## SOURCE RECORDS
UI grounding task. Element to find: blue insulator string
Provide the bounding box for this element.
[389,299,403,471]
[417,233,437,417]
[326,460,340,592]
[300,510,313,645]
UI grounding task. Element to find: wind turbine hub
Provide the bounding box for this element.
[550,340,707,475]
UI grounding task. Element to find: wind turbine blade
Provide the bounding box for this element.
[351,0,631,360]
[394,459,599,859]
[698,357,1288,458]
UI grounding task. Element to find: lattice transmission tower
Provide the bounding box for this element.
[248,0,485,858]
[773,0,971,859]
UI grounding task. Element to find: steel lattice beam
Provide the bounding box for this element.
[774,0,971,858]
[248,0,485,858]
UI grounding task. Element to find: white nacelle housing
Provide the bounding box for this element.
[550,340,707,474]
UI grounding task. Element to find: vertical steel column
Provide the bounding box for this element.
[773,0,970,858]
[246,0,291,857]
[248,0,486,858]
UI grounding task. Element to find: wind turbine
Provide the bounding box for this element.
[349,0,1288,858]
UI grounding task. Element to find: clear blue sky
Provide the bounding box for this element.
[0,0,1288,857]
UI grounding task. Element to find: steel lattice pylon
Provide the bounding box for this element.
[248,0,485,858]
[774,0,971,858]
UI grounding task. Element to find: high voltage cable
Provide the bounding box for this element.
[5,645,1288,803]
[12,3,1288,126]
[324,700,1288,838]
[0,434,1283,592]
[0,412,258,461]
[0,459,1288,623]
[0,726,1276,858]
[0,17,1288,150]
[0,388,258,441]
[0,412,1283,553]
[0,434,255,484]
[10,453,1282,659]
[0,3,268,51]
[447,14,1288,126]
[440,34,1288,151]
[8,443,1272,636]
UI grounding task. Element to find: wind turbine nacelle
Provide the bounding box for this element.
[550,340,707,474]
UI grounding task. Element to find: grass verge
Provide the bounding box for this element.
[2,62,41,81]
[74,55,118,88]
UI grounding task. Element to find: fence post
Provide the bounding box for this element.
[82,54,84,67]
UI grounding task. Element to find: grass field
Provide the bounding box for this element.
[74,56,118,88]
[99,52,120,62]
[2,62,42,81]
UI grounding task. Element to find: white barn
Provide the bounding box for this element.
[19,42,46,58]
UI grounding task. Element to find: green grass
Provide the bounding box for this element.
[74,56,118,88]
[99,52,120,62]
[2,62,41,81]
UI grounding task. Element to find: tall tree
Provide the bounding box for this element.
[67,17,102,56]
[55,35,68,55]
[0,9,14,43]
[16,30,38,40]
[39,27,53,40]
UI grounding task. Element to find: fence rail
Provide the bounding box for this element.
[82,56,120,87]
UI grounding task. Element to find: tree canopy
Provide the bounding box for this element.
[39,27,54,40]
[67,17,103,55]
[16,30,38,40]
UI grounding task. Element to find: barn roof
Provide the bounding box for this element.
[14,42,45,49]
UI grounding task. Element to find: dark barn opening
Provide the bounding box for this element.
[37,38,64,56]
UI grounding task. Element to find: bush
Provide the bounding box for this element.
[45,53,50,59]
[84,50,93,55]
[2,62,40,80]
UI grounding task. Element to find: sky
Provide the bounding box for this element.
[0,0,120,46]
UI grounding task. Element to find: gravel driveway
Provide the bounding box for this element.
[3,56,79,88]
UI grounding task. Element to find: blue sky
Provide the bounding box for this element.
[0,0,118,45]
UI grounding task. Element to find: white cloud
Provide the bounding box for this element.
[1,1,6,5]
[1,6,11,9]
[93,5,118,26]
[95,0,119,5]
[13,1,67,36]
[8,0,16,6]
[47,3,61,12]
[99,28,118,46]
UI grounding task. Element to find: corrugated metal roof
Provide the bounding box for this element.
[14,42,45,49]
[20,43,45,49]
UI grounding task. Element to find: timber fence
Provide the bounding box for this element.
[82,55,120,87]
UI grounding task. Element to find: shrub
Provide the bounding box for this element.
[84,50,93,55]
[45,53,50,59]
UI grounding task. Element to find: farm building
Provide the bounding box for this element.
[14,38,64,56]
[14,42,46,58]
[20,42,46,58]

## REQUIREMENTS
Format every line of the material above as a Markdown table with the columns Row and Line, numbering the rows in order and omitting blank lines.

## REPLY TO THE EXERCISE
| Row | Line |
|---|---|
| 1 | UI grounding task. Element to find: blue insulator string |
| 2 | Provide the bounding box for this element. |
| 3 | [389,299,403,471] |
| 4 | [417,233,437,417] |
| 5 | [326,460,340,592] |
| 6 | [300,510,313,645] |
| 7 | UI grounding task. Element to find: wind turbine hub |
| 8 | Provide the bounding box for this element. |
| 9 | [550,340,707,475] |
| 10 | UI grounding task. Element to find: wind turbine blade |
| 11 | Provide the bounding box for this element. |
| 12 | [351,0,631,360] |
| 13 | [394,459,599,859] |
| 14 | [698,357,1288,458] |
| 15 | UI grounding task. Element to find: lattice transmission tower |
| 16 | Provide the bounding box for this element. |
| 17 | [248,0,485,858] |
| 18 | [773,0,971,859] |
| 19 | UI grounding task. Element to find: steel lattice beam |
| 20 | Provide the bounding box for this element. |
| 21 | [774,0,971,858] |
| 22 | [248,0,485,858] |
| 23 | UI grounding task. Element to find: white nacelle housing |
| 24 | Provide the bounding box for this element. |
| 25 | [550,340,707,474] |
| 26 | UI grounding task. Element to find: vertical steel column |
| 27 | Provide the bounding box for this element. |
| 28 | [773,0,970,858] |
| 29 | [246,0,291,857] |
| 30 | [248,0,486,858] |
| 31 | UI grounding task. Element to find: wind turbine |
| 32 | Provide the bounding box for this element. |
| 33 | [349,0,1288,858] |
| 34 | UI grounding task. Element to find: clear blue sky |
| 35 | Provide the bounding box for this element. |
| 36 | [0,0,1288,857] |
| 37 | UI grounding task. Element to find: steel lattice pylon |
| 38 | Provide the bounding box for this element. |
| 39 | [248,0,485,858] |
| 40 | [774,0,971,858] |
| 41 | UI grounding task. Element to find: high voltage cable |
| 42 | Provide the bounding box for this element. |
| 43 | [5,645,1288,803] |
| 44 | [12,3,1288,126] |
| 45 | [324,700,1288,838] |
| 46 | [0,434,1283,592] |
| 47 | [0,412,258,461] |
| 48 | [0,459,1288,623] |
| 49 | [0,726,1276,858] |
| 50 | [0,17,1288,150] |
| 51 | [0,388,258,441] |
| 52 | [0,412,1283,553] |
| 53 | [0,434,255,484] |
| 54 | [10,453,1282,659] |
| 55 | [0,3,268,51] |
| 56 | [447,14,1288,126] |
| 57 | [440,34,1288,151] |
| 58 | [8,443,1272,636] |
| 59 | UI grounding task. Element to find: wind turbine nacelle |
| 60 | Provide the bounding box for this element. |
| 61 | [550,340,707,474] |
| 62 | UI grounding task. Element to find: grass verge |
| 63 | Provide the bounding box for this element. |
| 64 | [2,62,41,81] |
| 65 | [74,55,118,88] |
| 66 | UI grounding task. Element to find: fence post |
| 67 | Provide the bounding box for this element. |
| 68 | [82,54,84,67] |
| 69 | UI grounding task. Element to find: grass field |
| 70 | Provide the bounding box for this element. |
| 71 | [74,56,118,88] |
| 72 | [99,52,120,62] |
| 73 | [2,62,42,81] |
| 74 | UI grounding task. Element to find: white barn |
| 75 | Provide the bounding box for this element. |
| 76 | [19,42,46,58] |
| 77 | UI grounding task. Element to find: green grass |
| 78 | Provide the bounding box for this element. |
| 79 | [74,56,118,88] |
| 80 | [99,52,120,62] |
| 81 | [2,62,41,81] |
| 82 | UI grounding task. Element to find: tall tree |
| 83 | Provide the bounding box for this element. |
| 84 | [67,17,102,56] |
| 85 | [55,35,68,55] |
| 86 | [0,9,14,43] |
| 87 | [16,30,38,40] |
| 88 | [39,27,53,40] |
| 89 | UI grounding task. Element to find: fence rail |
| 90 | Provide the bounding box for this element. |
| 91 | [82,56,120,87] |
| 92 | UI grounding task. Element to find: tree canopy |
| 93 | Provide the bounding box for this element. |
| 94 | [39,27,54,40] |
| 95 | [67,17,103,55] |
| 96 | [16,30,38,40] |
| 97 | UI grounding task. Element to find: barn roof |
| 98 | Provide the bounding box for this element. |
| 99 | [14,42,45,49] |
| 100 | UI grounding task. Element to find: dark barn opening |
| 101 | Provide the bounding box for this element. |
| 102 | [37,38,64,56] |
| 103 | UI grounding task. Element to find: bush |
| 104 | Provide the bounding box for this element. |
| 105 | [45,53,50,59] |
| 106 | [84,50,93,55] |
| 107 | [2,62,40,80] |
| 108 | UI grounding task. Element to find: sky |
| 109 | Provide the bounding box for this element. |
| 110 | [0,0,120,46] |
| 111 | UI grounding task. Element to find: gravel driveway |
| 112 | Provide the bounding box for this element. |
| 113 | [3,56,79,88] |
| 114 | UI grounding task. Element to find: blue sky |
| 115 | Provide the bounding box for this element. |
| 116 | [0,0,118,45] |
| 117 | UI grounding task. Element to find: white cloud |
| 118 | Provide the bounding box for this element. |
| 119 | [1,1,6,5] |
| 120 | [1,6,11,9] |
| 121 | [93,5,118,26] |
| 122 | [95,0,119,5] |
| 123 | [13,1,67,36] |
| 124 | [8,0,16,6] |
| 125 | [47,3,61,12] |
| 126 | [99,28,118,46] |
| 127 | UI grounding task. Element to find: corrugated metal roof |
| 128 | Provide the bounding box for this element. |
| 129 | [14,42,45,49] |
| 130 | [20,43,45,49] |
| 131 | UI grounding task. Element to find: timber fence |
| 132 | Provide the bounding box for this element. |
| 133 | [82,55,120,87] |
| 134 | UI grounding task. Element to find: shrub |
| 135 | Provide the bounding box for this element. |
| 136 | [84,50,93,55] |
| 137 | [45,53,50,59] |
| 138 | UI grounding task. Element to find: farm building |
| 139 | Provide the bounding box for this element. |
| 140 | [14,38,64,56] |
| 141 | [14,42,46,58] |
| 142 | [20,42,46,58] |